Can you lay out every line of the records below as a Markdown table with two columns, "Row" and "Line", leaving out blank lines?

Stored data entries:
/---

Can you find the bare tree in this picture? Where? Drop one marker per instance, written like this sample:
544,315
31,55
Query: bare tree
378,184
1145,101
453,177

\---

◆ **Complete response**:
| Row | Line |
|---|---|
| 1 | Can you find the bare tree in this picture? Where? Drop one marker per instance, written like this sample: |
| 2 | 544,315 |
| 3 | 31,55 |
| 4 | Query: bare tree |
| 5 | 378,184 |
| 6 | 1145,101 |
| 7 | 453,177 |